Ecstasy Rising: A Special Report
April 1 -- No other drug has ever spread as fast as Ecstasy.
In the 1990s, Ecstasy seemed to come out of nowhere to join marijuana, cocaine and heroin as one of the four most widely used illegal drugs in the country. If current trends continue, 1.8 million Americans will try Ecstasy for the first time in 2004; only marijuana will attract more new users.
According to Mark Kleiman, a drug policy analyst at the University of California, Los Angeles, this is a rare phenomenon. "Having a new, major drug arrive on the scene is something that happens every half-century or so," he told ABCNEWS. "This is a major event in drug history."
So how did this happen? How did an obscure compound with the chemical name MDMA, and the street name Ecstasy, earn a place among the pantheon of major, illicit drugs?
"After I used Ecstasy, I just felt like a whole new person, like it changed my life completely," said one user who preferred not to be named.
"The drug makes you feel empathy, empathy for other people, empathy for situations," said another user who also didn't want his name used. "You just look at everything in the most positive light."
Good for You?
Overwhelming, positive word-of-mouth is often cited as the cause of Ecstasy's explosive growth.
"There is an evangelical fervor with Ecstasy," says Robert MacCoun, a drug policy analyst at the University of California, Berkeley. "People who experience it tell their friends to try it."
This has never happened before, said Kleiman: "I have never heard anybody say to me methamphetamine improved my life. I know people who like to use cocaine, but I have never heard anybody try to claim that cocaine is good for me. But with MDMA, lots of people think that the drug has improved their life."

Raw data:
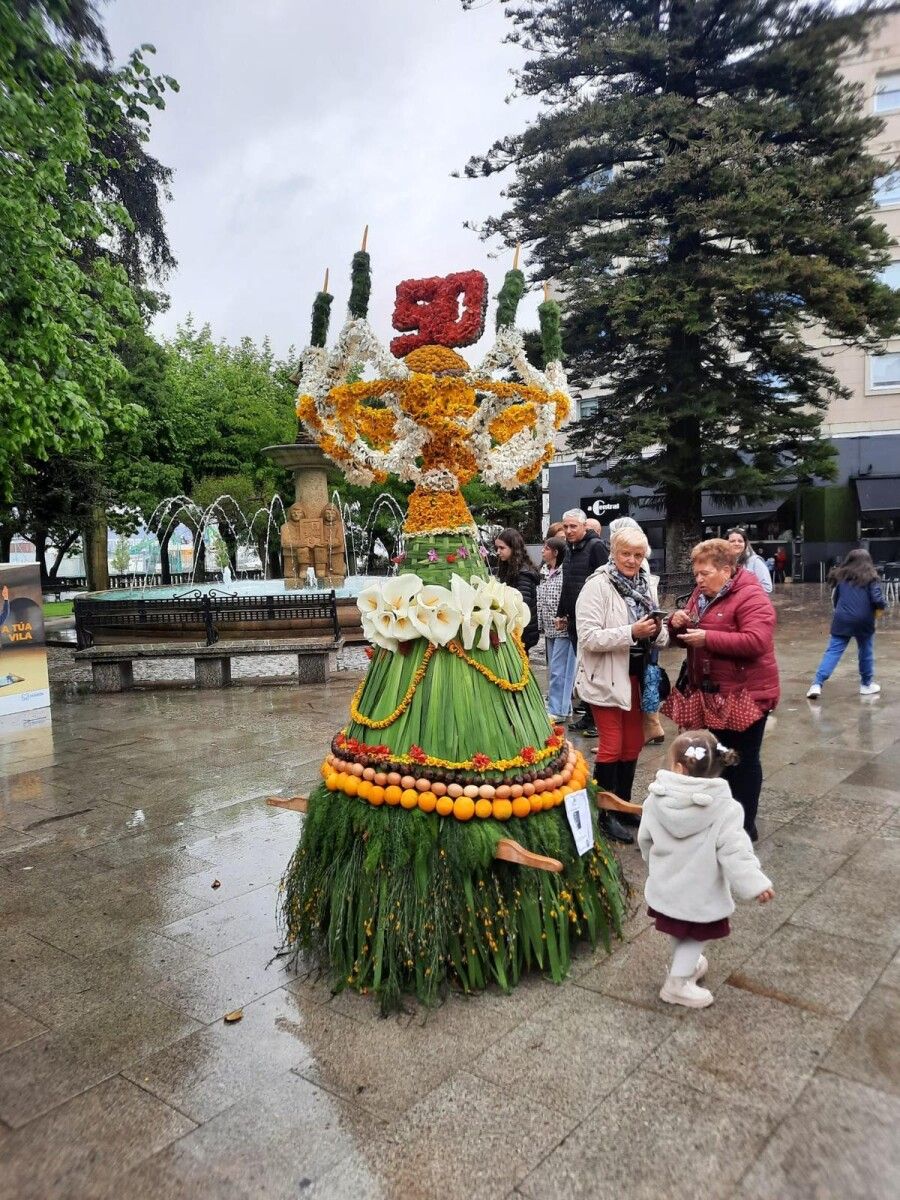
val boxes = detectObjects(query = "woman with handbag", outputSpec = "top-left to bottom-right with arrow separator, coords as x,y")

Task prompt:
Retype the Ecstasy report word for word, from its title through its final paragraph.

Solved exercise:
Ecstasy Rising: A Special Report
April 1 -- No other drug has ever spread as fast as Ecstasy.
In the 1990s, Ecstasy seemed to come out of nowhere to join marijuana, cocaine and heroin as one of the four most widely used illegal drugs in the country. If current trends continue, 1.8 million Americans will try Ecstasy for the first time in 2004; only marijuana will attract more new users.
According to Mark Kleiman, a drug policy analyst at the University of California, Los Angeles, this is a rare phenomenon. "Having a new, major drug arrive on the scene is something that happens every half-century or so," he told ABCNEWS. "This is a major event in drug history."
So how did this happen? How did an obscure compound with the chemical name MDMA, and the street name Ecstasy, earn a place among the pantheon of major, illicit drugs?
"After I used Ecstasy, I just felt like a whole new person, like it changed my life completely," said one user who preferred not to be named.
"The drug makes you feel empathy, empathy for other people, empathy for situations," said another user who also didn't want his name used. "You just look at everything in the most positive light."
Good for You?
Overwhelming, positive word-of-mouth is often cited as the cause of Ecstasy's explosive growth.
"There is an evangelical fervor with Ecstasy," says Robert MacCoun, a drug policy analyst at the University of California, Berkeley. "People who experience it tell their friends to try it."
This has never happened before, said Kleiman: "I have never heard anybody say to me methamphetamine improved my life. I know people who like to use cocaine, but I have never heard anybody try to claim that cocaine is good for me. But with MDMA, lots of people think that the drug has improved their life."